So are Catholics crazy?  Do they cling to anti-scientific notions?  Does the core belief of Catholicism mean that ideas taken on nothing but faith must trump all evidence of the senses?  And if so, why don’t anti-fundamentalists seem to mind?

 

Missouri Loves Company: Catholics in Fundamentalist America

Missouri’s Catholic Bishops support Missouri’s proposed constitutional amendment.  In a recent statement, the Missouri Catholic Conference supported Amendment 2, which will go before voters on August 7.  The bishops’ statement argued that the amendment would ensure religious people’s rights in the public square.  As they put it:

“Increasingly, it seems, religious values are becoming marginalized in our society. People of faith need assurance that they remain free to exercise and express their religious beliefs in public, provided just order be observed, without threat of external pressure to conform to changing societal ‘norms’.”

For some, this defense of public religiosity by Catholic bishops seems unremarkable.  But from a historical perspective, this Catholic endorsement of religion in public schools signals a shocking turnaround in the history of religious life in America.

In the nineteenth century, after all, intense Catholic political pressure led to “Bible Wars” in public schools.  For many Protestants, the reading of the King James Version of the Bible in public schools seemed natural.  As Steven Green has argued in his new book, these nineteenth-century battles determined much of the role of public religion long into the twentieth century.

This history of Catholic protest against a Protestant-dominated public religiosity resulted in lingering anti-Catholic animus on the part of many conservative Protestants.  In the 1928 Presidential election, for example, self-described Protestant fundamentalists vehemently opposed Al Smith’s candidacy in the Democratic Party due to Smith’s Catholicism.

Yet even in the 1920s, we can see connections between conservative Catholics and conservative Protestants.  William Jennings Bryan tried hard to recruit Catholic anti-evolution writer Alfred  McCann to testify at the Scopes trial, for instance.  These connections received a boost in the 1950s with the strengthening of anti-communism on the Right.  And Catholics such as William F. Buckley and Phyllis Schlafly assumed new leadership roles in the postwar conservative revival.

By the 1970s, the issue of abortion fused even stronger connections between conservative Catholics and Protestants.  As Daniel K. Williams has argued, abortion politics brought pro-life Catholics into the fold of the “New Christian Right.”

* **Work instructions**:
1) Answer these questions using the excerpt on Catholics and public religion:
(a) On what date will Amendment 2 go before voters?
(b) In which presidential election did self-described Protestant fundamentalists oppose Al Smith?
(c) Whom did William Jennings Bryan try to recruit to testify at the Scopes trial?
2) Copy the excerpt on Catholics and public religion word for word, between "For some, this" and "the twentieth century.", inclusive.
Rely only on the excerpt on Catholics and public religion for your answers.

(Dataset rows)

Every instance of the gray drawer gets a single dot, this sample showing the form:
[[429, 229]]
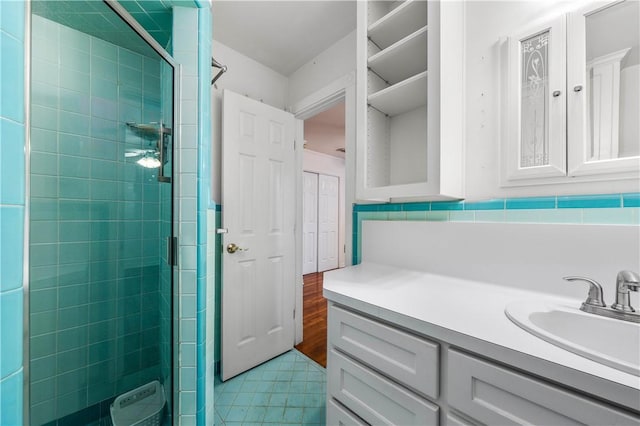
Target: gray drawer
[[495, 395], [337, 415], [410, 360], [374, 398]]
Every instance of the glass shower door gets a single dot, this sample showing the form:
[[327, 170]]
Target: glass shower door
[[100, 292]]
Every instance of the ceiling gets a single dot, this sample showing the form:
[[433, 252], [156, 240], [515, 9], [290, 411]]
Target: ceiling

* **Full solutions**:
1)
(a) August 7
(b) The 1928 Presidential election
(c) Alfred McCann, a Catholic anti-evolution writer

2)
For some, this defense of public religiosity by Catholic bishops seems unremarkable.  But from a historical perspective, this Catholic endorsement of religion in public schools signals a shocking turnaround in the history of religious life in America.

In the nineteenth century, after all, intense Catholic political pressure led to “Bible Wars” in public schools.  For many Protestants, the reading of the King James Version of the Bible in public schools seemed natural.  As Steven Green has argued in his new book, these nineteenth-century battles determined much of the role of public religion long into the twentieth century.